● **What this task involves**:
Every line below is to be quoted exactly, with nothing added or dropped.

● **Data extracted from a collection**:

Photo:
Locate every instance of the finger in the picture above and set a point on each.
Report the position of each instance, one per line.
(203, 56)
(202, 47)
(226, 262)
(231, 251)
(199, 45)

● **Reply**:
Photo:
Locate every instance of the finger in the picture above and set a point on each.
Report the position of each instance, one per line.
(203, 56)
(202, 47)
(226, 262)
(231, 251)
(199, 45)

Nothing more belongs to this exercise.